═══ Excerpted passage ═══
Howdy, Stranger!

It looks like you're new here. If you want to get involved, click one of these buttons!

Supported by

computational running time JASP: ANCOVA

Dear all,

My aim is to run a Bayesian linear regression in order to derive the evidence in favour of the null hypothesis. That is, my interest is to substantiate that the null finding observed in the frequentist approach to the linear regression (i.e. I observe a null finding using classical p-value based inference) is indeed a true null finding or whether it is one that has a small effect size and cannot be detected.

Method: Given that the regression's predictors include categorial variables, I seem unable to use the 'JASP Bayesian regression' so I am forced to use the 'JASP Bayesian ANCOVA. My dependent variable is continuous variable, the covariate of interest is categorical (binary) variable and I've set this in the 'fixed group effects section', and then I have an additional 14 covariates which I add to the 'covariates' section. The n=1526. I have set the Bayes Factor to B01 and am comparing to the null model.

Problem: the analysis has been running for days (3) and still no result. Is this normal?

Thank you,

Francesca

• Three days!! That is not normal. Then again, 14 covariates is a lot. I'll pass this on to the team.

E.J.
═══
**Written task a**: Update the JASP thread from "Method: Given that" through "to the team.", changing "covariates" to "control variables" each time it appears.
═══ Record excerpts ═══
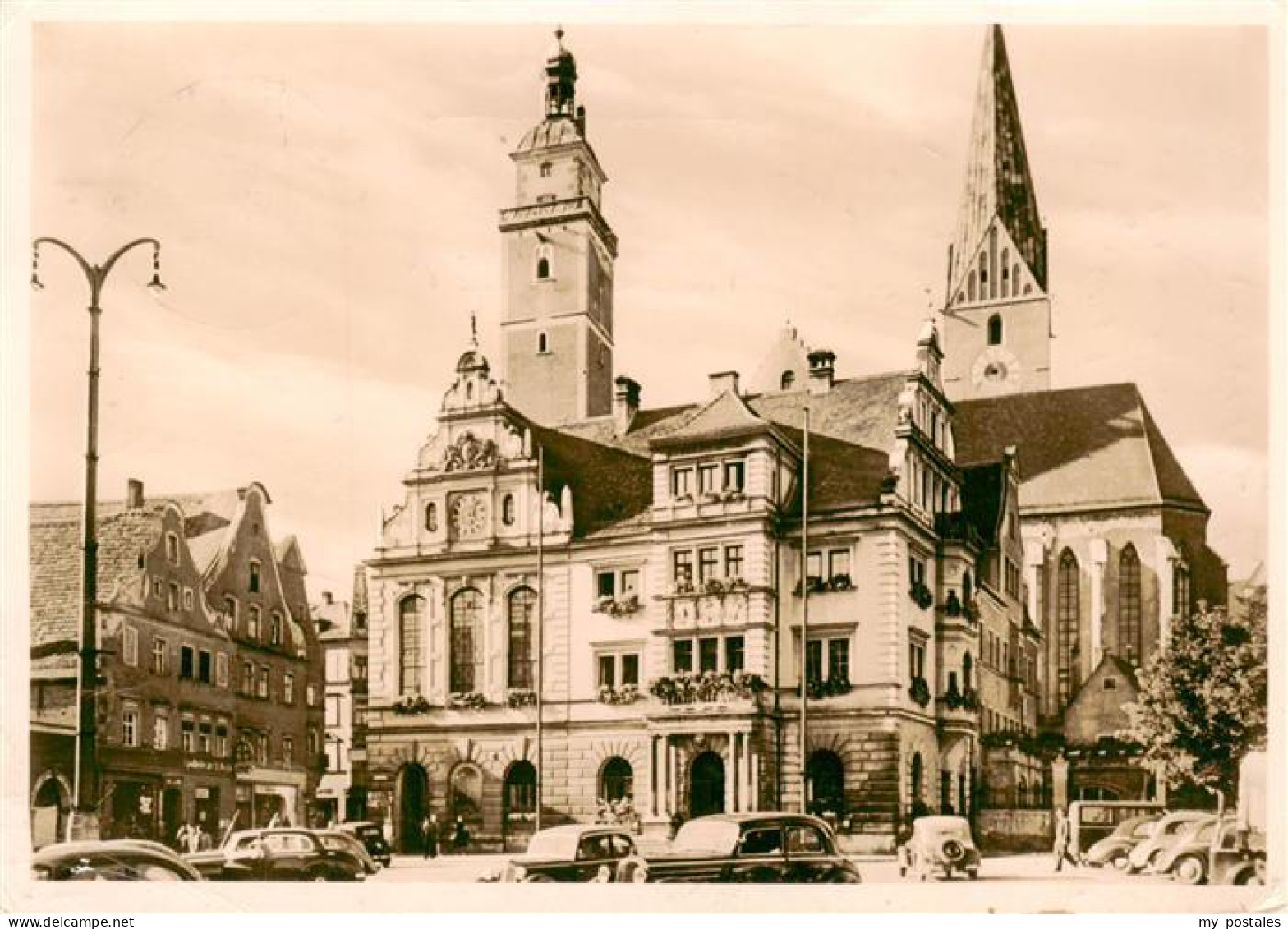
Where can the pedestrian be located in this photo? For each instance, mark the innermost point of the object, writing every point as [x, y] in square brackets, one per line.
═══
═══ Record excerpts ═══
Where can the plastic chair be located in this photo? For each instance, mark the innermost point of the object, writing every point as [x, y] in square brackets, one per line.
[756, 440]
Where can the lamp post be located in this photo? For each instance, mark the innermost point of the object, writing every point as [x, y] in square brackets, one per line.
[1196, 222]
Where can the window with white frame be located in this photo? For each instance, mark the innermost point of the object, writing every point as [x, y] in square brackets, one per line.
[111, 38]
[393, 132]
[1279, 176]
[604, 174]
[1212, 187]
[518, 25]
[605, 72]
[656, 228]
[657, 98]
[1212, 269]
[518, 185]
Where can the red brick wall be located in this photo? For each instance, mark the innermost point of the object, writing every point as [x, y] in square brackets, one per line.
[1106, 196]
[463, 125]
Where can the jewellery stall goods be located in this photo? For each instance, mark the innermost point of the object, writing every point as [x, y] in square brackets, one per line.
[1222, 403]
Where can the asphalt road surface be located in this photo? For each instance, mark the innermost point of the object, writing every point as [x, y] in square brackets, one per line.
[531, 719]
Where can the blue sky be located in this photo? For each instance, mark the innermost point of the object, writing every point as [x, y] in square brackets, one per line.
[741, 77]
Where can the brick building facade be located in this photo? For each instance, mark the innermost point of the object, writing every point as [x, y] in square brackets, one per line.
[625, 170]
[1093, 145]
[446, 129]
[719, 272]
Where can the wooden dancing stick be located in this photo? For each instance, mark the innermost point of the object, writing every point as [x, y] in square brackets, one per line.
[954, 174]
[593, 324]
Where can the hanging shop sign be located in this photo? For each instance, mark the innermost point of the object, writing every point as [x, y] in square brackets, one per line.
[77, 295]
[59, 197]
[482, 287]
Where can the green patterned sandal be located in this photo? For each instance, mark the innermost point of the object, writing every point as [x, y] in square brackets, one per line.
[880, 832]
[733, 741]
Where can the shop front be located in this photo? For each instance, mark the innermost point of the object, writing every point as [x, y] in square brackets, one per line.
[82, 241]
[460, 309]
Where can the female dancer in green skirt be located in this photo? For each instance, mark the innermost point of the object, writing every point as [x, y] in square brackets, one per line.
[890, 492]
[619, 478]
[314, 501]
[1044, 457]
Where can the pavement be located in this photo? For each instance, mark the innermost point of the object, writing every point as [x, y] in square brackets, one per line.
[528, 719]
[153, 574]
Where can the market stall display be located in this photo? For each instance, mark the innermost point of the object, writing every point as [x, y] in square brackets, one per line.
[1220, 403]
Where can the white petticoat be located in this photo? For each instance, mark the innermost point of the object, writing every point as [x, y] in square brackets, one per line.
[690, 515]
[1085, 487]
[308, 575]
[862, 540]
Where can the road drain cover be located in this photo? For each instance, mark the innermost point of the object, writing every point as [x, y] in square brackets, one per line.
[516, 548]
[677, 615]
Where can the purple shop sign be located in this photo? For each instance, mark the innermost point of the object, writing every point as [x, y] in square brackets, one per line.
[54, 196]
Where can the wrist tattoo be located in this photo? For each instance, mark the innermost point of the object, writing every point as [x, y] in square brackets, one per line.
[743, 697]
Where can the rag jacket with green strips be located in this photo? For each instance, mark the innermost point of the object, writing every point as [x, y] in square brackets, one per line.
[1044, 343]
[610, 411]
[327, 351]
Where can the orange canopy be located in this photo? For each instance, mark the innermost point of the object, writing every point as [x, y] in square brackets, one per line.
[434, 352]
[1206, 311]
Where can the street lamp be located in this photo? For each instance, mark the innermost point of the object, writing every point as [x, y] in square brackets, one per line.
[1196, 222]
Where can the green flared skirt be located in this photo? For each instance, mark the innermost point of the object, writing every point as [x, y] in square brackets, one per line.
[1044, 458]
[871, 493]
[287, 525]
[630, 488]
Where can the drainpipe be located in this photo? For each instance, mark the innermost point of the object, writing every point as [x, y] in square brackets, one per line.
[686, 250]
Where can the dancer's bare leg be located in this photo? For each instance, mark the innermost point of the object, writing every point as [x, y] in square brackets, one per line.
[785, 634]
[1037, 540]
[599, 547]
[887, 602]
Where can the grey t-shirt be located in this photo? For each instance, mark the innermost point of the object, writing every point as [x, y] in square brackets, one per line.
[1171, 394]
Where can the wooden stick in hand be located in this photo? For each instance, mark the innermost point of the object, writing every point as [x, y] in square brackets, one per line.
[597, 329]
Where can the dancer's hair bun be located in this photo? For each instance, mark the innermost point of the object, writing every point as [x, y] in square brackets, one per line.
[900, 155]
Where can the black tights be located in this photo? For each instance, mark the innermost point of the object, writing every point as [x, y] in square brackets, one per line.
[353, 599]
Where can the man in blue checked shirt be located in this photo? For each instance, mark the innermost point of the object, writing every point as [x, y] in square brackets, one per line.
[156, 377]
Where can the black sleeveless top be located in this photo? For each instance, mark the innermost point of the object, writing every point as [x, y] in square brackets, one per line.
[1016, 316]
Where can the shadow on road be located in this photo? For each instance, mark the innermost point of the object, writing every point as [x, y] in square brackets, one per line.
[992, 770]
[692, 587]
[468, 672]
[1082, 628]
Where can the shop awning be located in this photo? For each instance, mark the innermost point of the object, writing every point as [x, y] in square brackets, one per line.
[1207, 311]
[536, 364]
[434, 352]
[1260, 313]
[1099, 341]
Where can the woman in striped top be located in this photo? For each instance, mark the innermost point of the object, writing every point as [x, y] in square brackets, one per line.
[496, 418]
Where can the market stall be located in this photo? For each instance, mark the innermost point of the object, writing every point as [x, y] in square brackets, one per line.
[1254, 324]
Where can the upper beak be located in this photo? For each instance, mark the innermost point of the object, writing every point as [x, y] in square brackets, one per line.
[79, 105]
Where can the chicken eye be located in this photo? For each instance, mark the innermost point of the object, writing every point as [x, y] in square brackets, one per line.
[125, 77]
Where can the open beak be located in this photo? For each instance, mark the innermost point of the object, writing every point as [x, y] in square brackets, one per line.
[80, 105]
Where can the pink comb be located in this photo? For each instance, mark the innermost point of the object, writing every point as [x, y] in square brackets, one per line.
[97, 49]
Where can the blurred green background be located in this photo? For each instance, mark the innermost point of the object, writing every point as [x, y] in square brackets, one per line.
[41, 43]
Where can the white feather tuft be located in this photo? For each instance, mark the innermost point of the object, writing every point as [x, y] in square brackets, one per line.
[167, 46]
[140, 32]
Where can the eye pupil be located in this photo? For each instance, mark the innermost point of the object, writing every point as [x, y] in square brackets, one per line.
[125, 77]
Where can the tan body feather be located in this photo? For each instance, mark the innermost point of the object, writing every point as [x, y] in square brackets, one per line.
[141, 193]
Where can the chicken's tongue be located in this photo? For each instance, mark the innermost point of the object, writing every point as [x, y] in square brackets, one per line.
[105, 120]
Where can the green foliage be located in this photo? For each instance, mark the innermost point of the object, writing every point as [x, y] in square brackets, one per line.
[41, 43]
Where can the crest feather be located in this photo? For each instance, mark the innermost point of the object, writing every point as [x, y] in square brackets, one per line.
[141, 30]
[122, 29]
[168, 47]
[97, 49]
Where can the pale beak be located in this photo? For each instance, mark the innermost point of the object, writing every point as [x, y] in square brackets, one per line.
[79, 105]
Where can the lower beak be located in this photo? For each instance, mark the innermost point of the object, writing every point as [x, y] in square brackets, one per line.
═══
═══ Record excerpts ═══
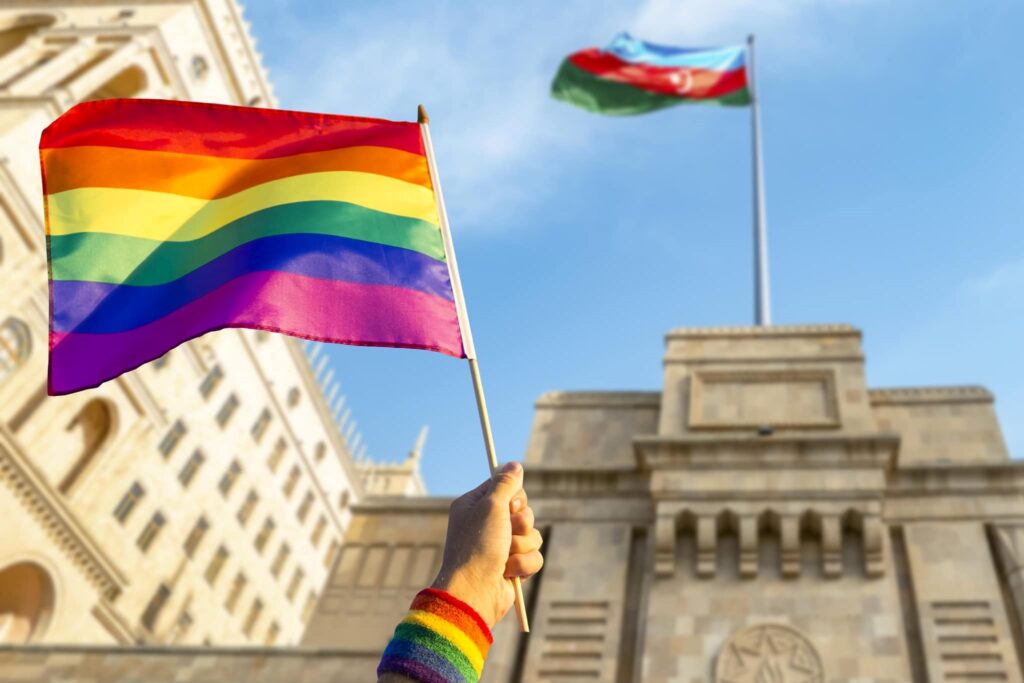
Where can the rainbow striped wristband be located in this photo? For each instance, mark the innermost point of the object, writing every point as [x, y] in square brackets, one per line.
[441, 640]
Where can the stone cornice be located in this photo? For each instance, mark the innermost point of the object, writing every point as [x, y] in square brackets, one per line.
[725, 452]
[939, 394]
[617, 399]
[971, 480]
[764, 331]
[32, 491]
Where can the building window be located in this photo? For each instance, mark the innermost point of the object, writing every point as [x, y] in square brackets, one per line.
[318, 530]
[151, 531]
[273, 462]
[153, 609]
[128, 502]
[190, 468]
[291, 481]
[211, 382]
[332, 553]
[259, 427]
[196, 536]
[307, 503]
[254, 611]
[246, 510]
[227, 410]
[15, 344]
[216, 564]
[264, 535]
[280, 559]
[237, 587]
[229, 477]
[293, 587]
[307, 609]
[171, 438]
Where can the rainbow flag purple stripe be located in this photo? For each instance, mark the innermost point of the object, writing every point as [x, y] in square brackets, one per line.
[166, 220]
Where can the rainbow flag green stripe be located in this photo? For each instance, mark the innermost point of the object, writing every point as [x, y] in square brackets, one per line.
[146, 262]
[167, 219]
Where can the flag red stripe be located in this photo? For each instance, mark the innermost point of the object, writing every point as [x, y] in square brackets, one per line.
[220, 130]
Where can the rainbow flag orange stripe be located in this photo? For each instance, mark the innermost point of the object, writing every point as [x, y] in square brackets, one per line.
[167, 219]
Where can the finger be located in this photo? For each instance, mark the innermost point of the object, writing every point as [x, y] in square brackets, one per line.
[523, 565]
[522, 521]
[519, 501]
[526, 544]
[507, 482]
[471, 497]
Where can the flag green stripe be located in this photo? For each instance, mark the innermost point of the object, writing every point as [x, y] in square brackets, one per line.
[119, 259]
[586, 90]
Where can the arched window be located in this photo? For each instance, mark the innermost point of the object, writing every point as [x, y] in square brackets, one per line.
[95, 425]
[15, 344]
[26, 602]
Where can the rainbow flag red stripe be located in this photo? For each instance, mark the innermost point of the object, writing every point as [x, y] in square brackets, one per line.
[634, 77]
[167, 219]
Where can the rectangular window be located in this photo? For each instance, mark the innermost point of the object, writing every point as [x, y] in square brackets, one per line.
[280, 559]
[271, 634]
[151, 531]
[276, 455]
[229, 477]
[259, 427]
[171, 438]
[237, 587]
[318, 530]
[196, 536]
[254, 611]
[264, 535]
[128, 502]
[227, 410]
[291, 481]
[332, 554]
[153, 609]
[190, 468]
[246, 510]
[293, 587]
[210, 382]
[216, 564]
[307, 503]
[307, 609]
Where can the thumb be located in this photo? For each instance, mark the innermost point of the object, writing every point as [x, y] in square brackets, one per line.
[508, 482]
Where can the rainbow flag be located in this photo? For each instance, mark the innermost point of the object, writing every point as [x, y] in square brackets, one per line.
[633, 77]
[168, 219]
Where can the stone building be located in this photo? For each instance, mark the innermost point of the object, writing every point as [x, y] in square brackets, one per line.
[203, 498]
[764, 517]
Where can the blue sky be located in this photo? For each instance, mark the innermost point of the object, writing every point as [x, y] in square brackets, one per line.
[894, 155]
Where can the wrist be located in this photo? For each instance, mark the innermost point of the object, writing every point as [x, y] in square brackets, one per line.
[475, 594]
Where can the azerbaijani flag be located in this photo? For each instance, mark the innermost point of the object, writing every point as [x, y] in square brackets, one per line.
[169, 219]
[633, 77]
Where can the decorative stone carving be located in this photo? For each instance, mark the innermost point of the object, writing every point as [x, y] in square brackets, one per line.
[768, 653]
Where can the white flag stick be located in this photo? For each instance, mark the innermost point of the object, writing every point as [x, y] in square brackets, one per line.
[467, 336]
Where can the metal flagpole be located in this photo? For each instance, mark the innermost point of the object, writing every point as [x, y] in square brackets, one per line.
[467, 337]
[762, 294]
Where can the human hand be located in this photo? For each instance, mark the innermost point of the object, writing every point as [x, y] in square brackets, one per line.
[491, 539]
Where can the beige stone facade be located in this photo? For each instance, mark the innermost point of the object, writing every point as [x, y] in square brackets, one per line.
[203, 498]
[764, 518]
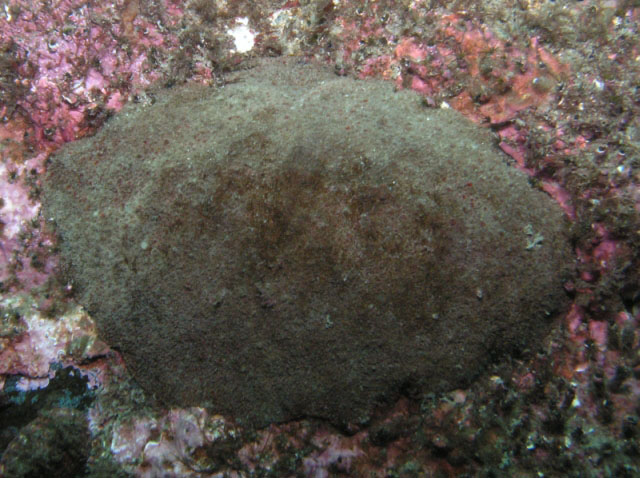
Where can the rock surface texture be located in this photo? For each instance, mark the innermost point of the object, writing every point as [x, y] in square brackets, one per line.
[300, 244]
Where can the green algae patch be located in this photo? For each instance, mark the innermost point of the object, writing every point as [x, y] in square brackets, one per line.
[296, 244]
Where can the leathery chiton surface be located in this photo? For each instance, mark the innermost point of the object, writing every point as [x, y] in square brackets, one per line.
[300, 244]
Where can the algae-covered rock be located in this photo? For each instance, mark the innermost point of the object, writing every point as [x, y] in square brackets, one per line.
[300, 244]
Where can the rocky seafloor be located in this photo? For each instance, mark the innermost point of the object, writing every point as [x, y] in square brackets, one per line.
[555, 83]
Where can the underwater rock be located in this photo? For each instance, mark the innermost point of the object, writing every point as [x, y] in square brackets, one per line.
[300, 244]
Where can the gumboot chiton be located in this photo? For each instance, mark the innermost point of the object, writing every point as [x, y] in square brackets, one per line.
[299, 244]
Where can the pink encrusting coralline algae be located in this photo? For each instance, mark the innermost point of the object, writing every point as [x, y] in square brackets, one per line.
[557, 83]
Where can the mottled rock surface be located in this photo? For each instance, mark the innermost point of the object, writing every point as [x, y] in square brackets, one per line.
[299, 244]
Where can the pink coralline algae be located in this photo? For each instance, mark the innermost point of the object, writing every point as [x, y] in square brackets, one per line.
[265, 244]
═══
**Written task b**: Find each line in the entries that contains the string "chiton" and copy those lines out. Case counts.

**Task result a**:
Method: Given that the regression's predictors include categorial variables, I seem unable to use the 'JASP Bayesian regression' so I am forced to use the 'JASP Bayesian ANCOVA. My dependent variable is continuous variable, the covariate of interest is categorical (binary) variable and I've set this in the 'fixed group effects section', and then I have an additional 14 control variables which I add to the 'control variables' section. The n=1526. I have set the Bayes Factor to B01 and am comparing to the null model.

Problem: the analysis has been running for days (3) and still no result. Is this normal?

Thank you,

Francesca

• Three days!! That is not normal. Then again, 14 control variables is a lot. I'll pass this on to the team.

**Task result b**:
Where can the leathery chiton surface be located in this photo? For each instance, mark the innermost point of the object, writing every point as [x, y] in square brackets, one per line.
Where can the gumboot chiton be located in this photo? For each instance, mark the innermost point of the object, writing every point as [x, y] in square brackets, one per line.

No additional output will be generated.